Stored items:

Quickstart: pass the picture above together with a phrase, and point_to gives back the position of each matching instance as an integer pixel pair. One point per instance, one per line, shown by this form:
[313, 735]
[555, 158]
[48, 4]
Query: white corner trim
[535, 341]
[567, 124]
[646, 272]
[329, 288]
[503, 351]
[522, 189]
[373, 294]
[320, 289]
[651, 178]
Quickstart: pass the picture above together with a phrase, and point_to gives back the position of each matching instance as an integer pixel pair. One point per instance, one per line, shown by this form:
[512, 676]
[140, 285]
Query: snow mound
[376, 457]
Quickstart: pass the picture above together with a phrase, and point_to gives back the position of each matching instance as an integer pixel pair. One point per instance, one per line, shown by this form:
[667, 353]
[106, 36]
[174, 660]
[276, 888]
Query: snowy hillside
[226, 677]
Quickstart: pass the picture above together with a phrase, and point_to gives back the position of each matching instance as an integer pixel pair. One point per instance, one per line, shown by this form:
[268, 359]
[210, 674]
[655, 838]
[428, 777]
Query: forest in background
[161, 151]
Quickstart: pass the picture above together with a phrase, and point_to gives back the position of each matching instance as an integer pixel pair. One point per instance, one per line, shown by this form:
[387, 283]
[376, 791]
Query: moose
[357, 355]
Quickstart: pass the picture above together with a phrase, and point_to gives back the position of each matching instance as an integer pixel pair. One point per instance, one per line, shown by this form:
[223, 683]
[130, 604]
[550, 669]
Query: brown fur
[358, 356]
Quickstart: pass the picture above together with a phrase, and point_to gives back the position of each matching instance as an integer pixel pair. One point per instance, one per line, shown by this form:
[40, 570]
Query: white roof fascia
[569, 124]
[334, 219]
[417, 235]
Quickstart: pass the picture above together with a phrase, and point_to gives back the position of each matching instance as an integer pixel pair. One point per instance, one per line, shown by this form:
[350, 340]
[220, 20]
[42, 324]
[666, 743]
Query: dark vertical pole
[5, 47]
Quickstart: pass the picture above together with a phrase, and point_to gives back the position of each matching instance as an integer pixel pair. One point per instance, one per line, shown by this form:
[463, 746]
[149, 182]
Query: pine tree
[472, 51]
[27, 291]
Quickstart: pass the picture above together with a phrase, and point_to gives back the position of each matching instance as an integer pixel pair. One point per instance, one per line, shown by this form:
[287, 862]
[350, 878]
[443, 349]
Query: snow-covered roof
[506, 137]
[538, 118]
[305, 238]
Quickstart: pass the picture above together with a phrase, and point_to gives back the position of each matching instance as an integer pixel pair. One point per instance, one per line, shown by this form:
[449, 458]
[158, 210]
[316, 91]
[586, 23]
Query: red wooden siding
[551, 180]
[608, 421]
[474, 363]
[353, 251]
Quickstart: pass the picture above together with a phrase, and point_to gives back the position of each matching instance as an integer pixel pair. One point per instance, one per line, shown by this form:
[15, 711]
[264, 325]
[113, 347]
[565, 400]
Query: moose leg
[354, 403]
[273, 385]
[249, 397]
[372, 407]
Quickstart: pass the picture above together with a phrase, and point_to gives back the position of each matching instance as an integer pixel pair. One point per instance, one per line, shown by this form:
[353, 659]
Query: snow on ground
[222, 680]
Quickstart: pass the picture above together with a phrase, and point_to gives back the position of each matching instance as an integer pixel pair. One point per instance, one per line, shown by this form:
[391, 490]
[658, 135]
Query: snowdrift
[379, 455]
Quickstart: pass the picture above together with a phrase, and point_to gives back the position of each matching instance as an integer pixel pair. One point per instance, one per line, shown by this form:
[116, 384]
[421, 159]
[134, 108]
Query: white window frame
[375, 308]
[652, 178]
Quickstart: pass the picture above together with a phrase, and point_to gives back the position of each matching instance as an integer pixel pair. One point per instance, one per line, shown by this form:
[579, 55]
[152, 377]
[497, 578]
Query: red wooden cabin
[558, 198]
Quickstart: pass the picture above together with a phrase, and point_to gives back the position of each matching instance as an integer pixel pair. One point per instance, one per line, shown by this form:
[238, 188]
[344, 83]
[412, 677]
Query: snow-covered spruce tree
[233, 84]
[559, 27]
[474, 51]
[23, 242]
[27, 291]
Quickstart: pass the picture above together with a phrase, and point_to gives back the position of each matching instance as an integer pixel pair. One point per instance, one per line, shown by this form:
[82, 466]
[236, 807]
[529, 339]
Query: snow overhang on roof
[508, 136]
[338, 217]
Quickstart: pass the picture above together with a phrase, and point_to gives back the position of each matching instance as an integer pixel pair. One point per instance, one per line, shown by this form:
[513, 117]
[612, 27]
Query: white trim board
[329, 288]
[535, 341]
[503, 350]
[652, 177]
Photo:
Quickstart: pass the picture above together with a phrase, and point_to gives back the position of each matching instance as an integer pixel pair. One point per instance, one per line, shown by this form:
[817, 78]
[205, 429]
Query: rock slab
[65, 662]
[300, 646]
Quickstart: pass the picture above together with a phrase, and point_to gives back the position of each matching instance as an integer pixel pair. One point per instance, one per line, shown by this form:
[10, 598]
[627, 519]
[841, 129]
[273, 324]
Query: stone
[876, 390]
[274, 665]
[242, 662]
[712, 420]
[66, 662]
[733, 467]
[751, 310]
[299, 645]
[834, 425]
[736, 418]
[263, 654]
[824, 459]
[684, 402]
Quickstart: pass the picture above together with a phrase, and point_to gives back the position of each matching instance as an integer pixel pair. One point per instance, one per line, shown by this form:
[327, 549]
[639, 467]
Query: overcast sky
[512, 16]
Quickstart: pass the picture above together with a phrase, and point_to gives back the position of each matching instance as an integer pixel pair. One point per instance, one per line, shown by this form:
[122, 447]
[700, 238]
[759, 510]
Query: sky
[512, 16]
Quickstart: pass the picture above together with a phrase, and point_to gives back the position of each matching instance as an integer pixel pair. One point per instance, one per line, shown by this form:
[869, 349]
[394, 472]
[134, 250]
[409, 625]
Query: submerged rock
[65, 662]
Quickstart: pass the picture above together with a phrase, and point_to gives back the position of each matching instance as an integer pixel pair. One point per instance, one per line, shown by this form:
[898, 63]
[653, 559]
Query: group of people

- Stated goal -
Write out every entry again exactly, please, with nothing missing.

- Response -
Quickstart: pass the picture above together with a phrase, and point_to gives back the position of each matching instance as an integer pixel pair. One point per instance, one per line, shown by this form:
[313, 735]
[555, 158]
[48, 4]
Query: white corner trim
[535, 341]
[567, 124]
[646, 272]
[329, 288]
[503, 351]
[522, 189]
[373, 294]
[320, 289]
[651, 178]
Quickstart: pass the picture above together with a phrase, and point_to gives back the position of each matching instance as an integer pixel pair. One point per instance, one per line, shown by this form:
[512, 676]
[140, 285]
Query: snow mound
[376, 457]
Quickstart: pass the picture above together with a phrase, and point_to gives back the position of each matching instance as an integer pixel pair. One point per instance, one per line, shown by this form:
[667, 353]
[106, 36]
[174, 660]
[276, 888]
Query: snowy hillside
[226, 677]
Quickstart: pass the picture above together with a phrase, and point_to gives back the position of each matching instance as an integer pixel pair. One point per instance, one per line, shown by this form:
[268, 359]
[210, 674]
[655, 838]
[428, 777]
Query: forest in background
[161, 151]
Quickstart: pass the picture above together with a phrase, and point_to gives back the position of each matching instance as an integer pixel pair. One point per instance, one per line, shown by this form:
[387, 283]
[376, 791]
Query: moose
[357, 355]
Quickstart: pass the picture above together with a phrase, and point_to gives back the position of each matching instance as an integer pixel pair. One point per instance, one per line, shown by this form:
[223, 683]
[130, 604]
[550, 669]
Query: brown fur
[358, 356]
Quickstart: pass the picture above together with a phrase, and point_to gives back the position of each matching instance as an integer pixel pair. One point per instance, one per line, shown by this form:
[40, 570]
Query: white roof fascia
[569, 124]
[334, 219]
[417, 235]
Quickstart: pass the picture above together with a phrase, and point_to gives back the position of each matching instance as an integer pixel pair. One point per instance, one per line, shown by this form:
[350, 340]
[220, 20]
[42, 324]
[666, 743]
Query: dark vertical pole
[5, 47]
Quickstart: pass the picture above together with a phrase, and point_to gives back the position of each matching instance as an integer pixel pair. One point per instance, one per line, shown by this form:
[463, 746]
[149, 182]
Query: pine tree
[472, 51]
[27, 291]
Quickstart: pass the picture above together with a phrase, and point_to gives back the position of each matching instance as an integer pixel pair. One point per instance, one per line, shown by this form:
[287, 862]
[350, 878]
[443, 349]
Query: snow-covered roof
[506, 137]
[538, 118]
[305, 238]
Quickstart: pass the picture above together with a phrase, and point_to gives back the position of each matching instance as an integer pixel pair. One point per instance, one per line, shown by this form:
[449, 458]
[158, 210]
[316, 91]
[586, 23]
Query: red wooden siding
[551, 180]
[608, 421]
[474, 363]
[353, 251]
Quickstart: pass the picture above together with a phrase, and point_to gives back the position of each matching instance as an integer pixel pair. One point per instance, one per line, shown by this form:
[15, 711]
[264, 325]
[113, 347]
[565, 400]
Query: moose leg
[354, 403]
[273, 385]
[249, 397]
[372, 407]
Quickstart: pass the picture above together with a phrase, and point_to gives back the position of each matching instance as an integer pixel pair. One point per instance, one per line, shown by this form:
[353, 659]
Query: snow on ground
[222, 680]
Quickstart: pass the picture above together with a phrase, and point_to gives back the position of each matching instance as an integer pixel pair. One point per instance, one per line, shown by this form:
[391, 490]
[658, 135]
Query: snowdrift
[379, 455]
Quickstart: pass the picture above together with a phrase, and point_to gives back the position of each matching instance as an integer pixel pair. One point per instance, one per line, shown by this form:
[116, 384]
[421, 159]
[134, 108]
Query: white window frame
[375, 308]
[652, 178]
Quickstart: pass the picture above together with a phrase, and point_to gives back the position of each matching instance as an integer pixel pair. One point per instance, one per line, shown by this form:
[579, 55]
[152, 377]
[497, 578]
Query: red wooden cabin
[558, 198]
Quickstart: pass the picture above together with a phrase, and point_to gives back the position of each matching instance as an integer pixel pair. One point per instance, one per line, shown by this form:
[238, 188]
[344, 83]
[412, 677]
Query: snow-covered spruce tree
[233, 84]
[559, 27]
[474, 51]
[23, 242]
[27, 291]
Quickstart: pass the picture above together with a phrase, and point_to gives back the position of each matching instance as an integer pixel pair. One point per instance, one per line, shown by this form:
[82, 466]
[236, 807]
[529, 339]
Query: snow overhang on roof
[508, 136]
[338, 217]
Quickstart: pass the picture above together with a phrase, and point_to gives back the position of each matching instance as an integer pixel pair. One point per instance, one per line, shown by this form:
[513, 117]
[612, 27]
Query: white trim board
[329, 288]
[535, 341]
[503, 350]
[652, 177]
Photo:
Quickstart: pass the picture above together with a phrase, and point_to gives back the position of each matching instance as an integer pixel pair. One point per instance, one per line, shown by this form:
[817, 78]
[205, 429]
Query: rock slab
[65, 662]
[300, 646]
Quickstart: pass the picture above together with a phrase, and point_to gives back the position of each matching instance as an integer pixel pair. One point per instance, one per line, shown by this form:
[10, 598]
[627, 519]
[841, 129]
[273, 324]
Query: stone
[876, 390]
[274, 665]
[242, 662]
[712, 420]
[66, 662]
[733, 467]
[751, 310]
[299, 645]
[834, 425]
[736, 418]
[263, 654]
[824, 459]
[684, 402]
Quickstart: pass the picture above together with a phrase, and point_to gives back the position of each matching instance as an integer pixel pair. One point per instance, one per line, shown by this form:
[327, 549]
[639, 467]
Query: overcast sky
[512, 16]
Quickstart: pass the picture above together with a phrase, and point_to gives back the position of each matching instance as an integer pixel pair. One point per instance, one per line, shown by this form:
[122, 447]
[700, 238]
[759, 510]
Query: sky
[512, 16]
Quickstart: pass the picture above together with a phrase, and point_to gives back the position of each matching instance as an integer pixel pair. One point per instance, one per line, shown by this form:
[869, 349]
[394, 472]
[134, 250]
[409, 625]
Query: submerged rock
[65, 662]
Quickstart: pass the picture above together with a phrase, and point_to gives back the position of each matching instance as an integer pixel pair. One point per instance, one per line, shown by this form:
[898, 63]
[653, 559]
Query: group of people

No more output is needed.